──────── Data rows

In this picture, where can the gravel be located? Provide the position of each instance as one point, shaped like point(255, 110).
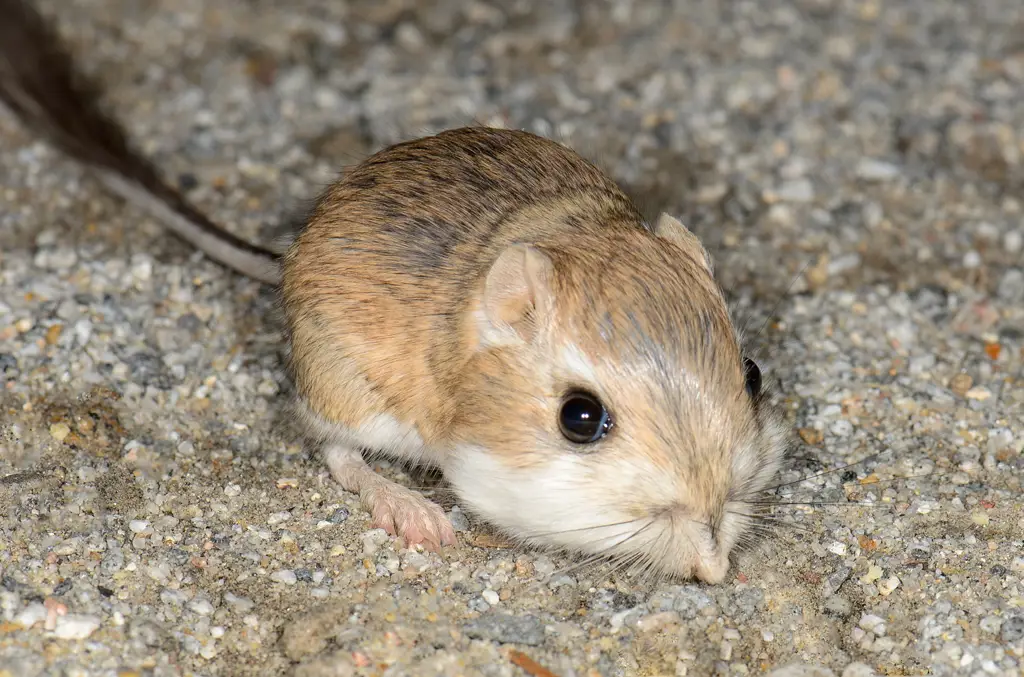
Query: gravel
point(856, 169)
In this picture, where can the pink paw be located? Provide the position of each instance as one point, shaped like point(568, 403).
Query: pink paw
point(412, 517)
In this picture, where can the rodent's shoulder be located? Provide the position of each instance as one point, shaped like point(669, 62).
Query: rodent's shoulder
point(470, 171)
point(453, 200)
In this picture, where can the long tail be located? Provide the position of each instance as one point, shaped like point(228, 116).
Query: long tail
point(41, 86)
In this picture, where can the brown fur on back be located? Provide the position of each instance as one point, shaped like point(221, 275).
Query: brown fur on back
point(378, 285)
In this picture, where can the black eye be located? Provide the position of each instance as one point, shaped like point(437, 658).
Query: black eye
point(583, 419)
point(753, 377)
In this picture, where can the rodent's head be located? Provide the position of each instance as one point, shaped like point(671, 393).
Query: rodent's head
point(609, 410)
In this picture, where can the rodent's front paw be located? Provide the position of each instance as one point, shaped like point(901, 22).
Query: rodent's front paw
point(411, 516)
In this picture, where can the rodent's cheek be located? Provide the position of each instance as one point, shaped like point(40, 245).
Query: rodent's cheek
point(570, 500)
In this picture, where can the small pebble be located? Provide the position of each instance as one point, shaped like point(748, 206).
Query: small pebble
point(76, 626)
point(877, 170)
point(285, 576)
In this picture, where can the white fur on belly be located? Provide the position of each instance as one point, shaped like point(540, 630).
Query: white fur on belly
point(562, 496)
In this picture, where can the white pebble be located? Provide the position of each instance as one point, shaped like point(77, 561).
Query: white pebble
point(1013, 242)
point(31, 615)
point(202, 606)
point(799, 189)
point(285, 576)
point(76, 626)
point(872, 624)
point(279, 517)
point(888, 586)
point(877, 170)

────────────────

Exercise directions: Reproduce all of the records above word for word, leaving out the picture.

Solution:
In this picture, where can the gravel be located? Provide the position of each instance as one point, shaped like point(255, 110).
Query: gravel
point(856, 169)
In this picture, where can the pink paw be located? Provide the position of each instance as one point, shaped like point(568, 403).
Query: pink paw
point(412, 517)
In this picture, where can the rodent's shoulder be located? Provide the position of each instance as one point, shaped like point(669, 62).
Query: rodent's shoulder
point(470, 171)
point(453, 200)
In this picture, where can the long tail be located? Provide the position of each instance as one point, shaped like point(228, 116).
Query: long tail
point(41, 86)
In this picture, where can the brown fur on back be located? Provide the position of each instance as one point, shaped like point(221, 275).
Query: brown fur on back
point(378, 285)
In this picture, where can the black eye be located? Provide the position of each instance as one point, shaped like point(437, 658).
Query: black eye
point(583, 419)
point(753, 377)
In this picture, where can the rodent's head be located? Provide the position of each instance as one point, shaped like point(671, 393).
Query: rodent's head
point(609, 410)
In this picture, where can the rodent's front paw be located? Provide the position of each instance as one point, shaped like point(901, 22).
Query: rodent's front paw
point(411, 516)
In this picture, where can the rodent's cheek be located? Provide the position of each instance as one point, shaped like point(40, 245).
Query: rodent's cheek
point(570, 500)
In this picture, where can the small pebble be located? Provide the position of each instance as one point, shaped like point(748, 206).
Query: small pebble
point(76, 626)
point(877, 170)
point(285, 576)
In this picture, where can the white fur on belly be located? Provide the position of each instance as one point, shaped like point(540, 630).
Query: white fur on belly
point(562, 496)
In this picture, where can the white pebble be located? Provide the position of each instance as one point, shaped like point(77, 561).
Query: white pebble
point(1013, 242)
point(31, 615)
point(202, 606)
point(799, 189)
point(285, 576)
point(76, 626)
point(872, 624)
point(279, 517)
point(888, 586)
point(877, 170)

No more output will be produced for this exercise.